I would like the listing below retyped exactly, line by line.
:: RECORDS FOR THE EXERCISE
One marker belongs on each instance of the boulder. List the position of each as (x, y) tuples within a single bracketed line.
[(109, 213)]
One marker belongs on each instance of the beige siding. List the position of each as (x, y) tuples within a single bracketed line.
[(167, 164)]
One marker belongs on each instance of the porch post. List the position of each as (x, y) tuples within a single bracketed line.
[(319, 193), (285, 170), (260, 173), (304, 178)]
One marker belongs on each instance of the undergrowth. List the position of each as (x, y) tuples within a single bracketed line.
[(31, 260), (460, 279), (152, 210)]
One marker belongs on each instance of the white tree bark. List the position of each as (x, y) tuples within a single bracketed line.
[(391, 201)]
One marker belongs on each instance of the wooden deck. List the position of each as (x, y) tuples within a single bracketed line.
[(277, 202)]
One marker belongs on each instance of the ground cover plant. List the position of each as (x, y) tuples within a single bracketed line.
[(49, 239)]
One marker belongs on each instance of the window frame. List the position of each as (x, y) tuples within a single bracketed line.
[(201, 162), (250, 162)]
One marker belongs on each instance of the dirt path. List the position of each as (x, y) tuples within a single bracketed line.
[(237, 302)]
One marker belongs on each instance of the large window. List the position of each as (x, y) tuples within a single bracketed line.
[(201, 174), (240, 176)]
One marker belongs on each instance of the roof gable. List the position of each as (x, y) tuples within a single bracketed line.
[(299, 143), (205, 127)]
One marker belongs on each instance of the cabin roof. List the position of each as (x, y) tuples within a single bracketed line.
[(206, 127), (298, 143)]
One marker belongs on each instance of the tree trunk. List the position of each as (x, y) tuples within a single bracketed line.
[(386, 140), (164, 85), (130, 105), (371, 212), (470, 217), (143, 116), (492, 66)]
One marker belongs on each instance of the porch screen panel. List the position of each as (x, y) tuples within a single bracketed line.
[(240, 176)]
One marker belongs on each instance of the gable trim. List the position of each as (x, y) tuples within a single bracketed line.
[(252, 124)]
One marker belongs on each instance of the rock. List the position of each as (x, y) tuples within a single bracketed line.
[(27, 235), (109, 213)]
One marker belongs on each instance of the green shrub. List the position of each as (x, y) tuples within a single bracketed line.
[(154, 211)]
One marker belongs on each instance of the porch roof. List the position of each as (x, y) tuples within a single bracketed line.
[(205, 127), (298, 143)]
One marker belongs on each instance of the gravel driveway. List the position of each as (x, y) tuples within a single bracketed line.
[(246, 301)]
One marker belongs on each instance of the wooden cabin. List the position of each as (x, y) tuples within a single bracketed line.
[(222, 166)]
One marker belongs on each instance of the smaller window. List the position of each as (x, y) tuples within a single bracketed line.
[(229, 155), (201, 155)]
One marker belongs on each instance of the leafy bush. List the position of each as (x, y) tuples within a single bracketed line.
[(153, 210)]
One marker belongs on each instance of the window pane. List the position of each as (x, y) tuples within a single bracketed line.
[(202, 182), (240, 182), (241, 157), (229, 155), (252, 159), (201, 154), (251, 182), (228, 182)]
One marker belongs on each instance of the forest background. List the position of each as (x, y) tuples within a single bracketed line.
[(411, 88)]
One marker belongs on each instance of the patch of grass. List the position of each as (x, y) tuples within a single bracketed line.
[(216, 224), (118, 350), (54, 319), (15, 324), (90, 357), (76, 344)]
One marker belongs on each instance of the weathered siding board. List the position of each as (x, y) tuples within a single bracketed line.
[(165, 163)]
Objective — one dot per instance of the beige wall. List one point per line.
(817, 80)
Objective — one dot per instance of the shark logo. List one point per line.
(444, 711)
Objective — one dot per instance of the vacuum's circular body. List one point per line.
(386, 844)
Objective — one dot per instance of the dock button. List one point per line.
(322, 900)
::::
◆ **TASK SOLUTION**:
One marker belongs on each instance of the boulder. List the position of each as (x, y) tuples within a single bracketed line.
[(109, 213)]
One marker belongs on each instance of the beige siding. List the position of each as (x, y) tuples within a single bracketed line.
[(167, 164)]
One marker belongs on each instance of the porch post. List the position of each as (x, y) tuples within a single bracketed line.
[(319, 193), (285, 170), (260, 173), (304, 178)]
One marker belongs on each instance of the undergrowth. List the position of each as (x, y) tuples within a single bracketed line.
[(31, 260), (460, 279), (152, 210)]
One marker belongs on each instance of the white tree bark. List the position of each as (x, y) tuples within a single bracketed line.
[(391, 201)]
One marker belongs on each instance of the wooden deck. List the position of each as (x, y) tuples within a single bracketed line.
[(277, 202)]
One marker belongs on each instance of the ground cover plant. List the position of each as (x, y) tuples within a single bracketed line.
[(49, 239)]
One marker belongs on each instance of the window frame. List the position of each as (x, y) tuples within a single bracketed line.
[(201, 162), (250, 162)]
One marker belongs on each instance of the dirt path. List the position of each as (x, y) tuples within a single bracketed line.
[(237, 302)]
One marker belongs on each instance of the large window. List the position of each as (x, y) tuples within a single bracketed line.
[(201, 174), (240, 176)]
One marker belongs on each instance of the roof gable. List the position of each as (x, y) tuples within a single bracketed line.
[(299, 143), (205, 127)]
One marker belongs on each instance of the cabin roof. List the position of each as (x, y) tuples within a single bracketed line.
[(206, 127), (298, 143)]
One marker belongs on each instance of the tree trunk. List the position of each as (x, y) tuples within a single bracketed line.
[(386, 140), (164, 85), (130, 105), (371, 212), (470, 217), (143, 116), (492, 66)]
One marker belongs on each instance of the porch screen panel. List the position of each as (x, y) tuples within a single bracketed line.
[(240, 176)]
One marker belongs on each instance of the gable trim. List the position of each as (x, y) tuples within a single bracketed line.
[(252, 124)]
One marker belongs on each instance of the rock. List the position of each as (x, y) tuples within a single bracketed line.
[(27, 235), (109, 213)]
One marker belongs on each instance of the green shrub. List the position of each as (x, y) tuples within a single bracketed line.
[(154, 211)]
One marker belongs on each instance of the porch roof. List the position of each as (x, y) tuples within a single bracketed line.
[(205, 127), (298, 143)]
One marker belongs on each instance of the gravel driveway. List the position of each as (x, y) tuples within a single bracketed line.
[(246, 301)]
One marker belongs on each instance of the wooden cabin. List the position of each as (x, y) tuples within a single bracketed line.
[(222, 166)]
One marker belongs on each instance of the smaller window. List the position of each as (x, y) tuples within a single bracketed line.
[(229, 155), (201, 155)]
One marker belongs on each instance of the leafy bush. List the position of each as (x, y) tuples within a single bracketed line.
[(153, 210)]
One marker belongs on each instance of the window pane. List the position of each as (x, y) tuples within a single bracketed line.
[(202, 182), (240, 182), (241, 157), (229, 155), (252, 159), (201, 154), (251, 182), (228, 182)]
One marker belongs on each instance of the forest background. List the position of each as (x, y) tuples within a single bracketed line.
[(411, 88)]
One marker belongs on each instance of the patch of grass. List the position of each as (x, y) tuples within a single bracketed line.
[(216, 224), (118, 350), (54, 319), (15, 324), (90, 357), (76, 344)]
One marker belongs on each instance of the weathered siding board. List the position of each as (x, y) tuples within a single bracketed line.
[(165, 163)]
Objective — one dot per instance of the beige wall. List one point per line.
(817, 80)
Objective — one dot per instance of the shark logo. List one point per line.
(444, 711)
Objective — one dot per instance of the vacuum's circular body. List one point per line.
(386, 844)
Objective — one dot per instance of the dock button. List one point per line.
(322, 900)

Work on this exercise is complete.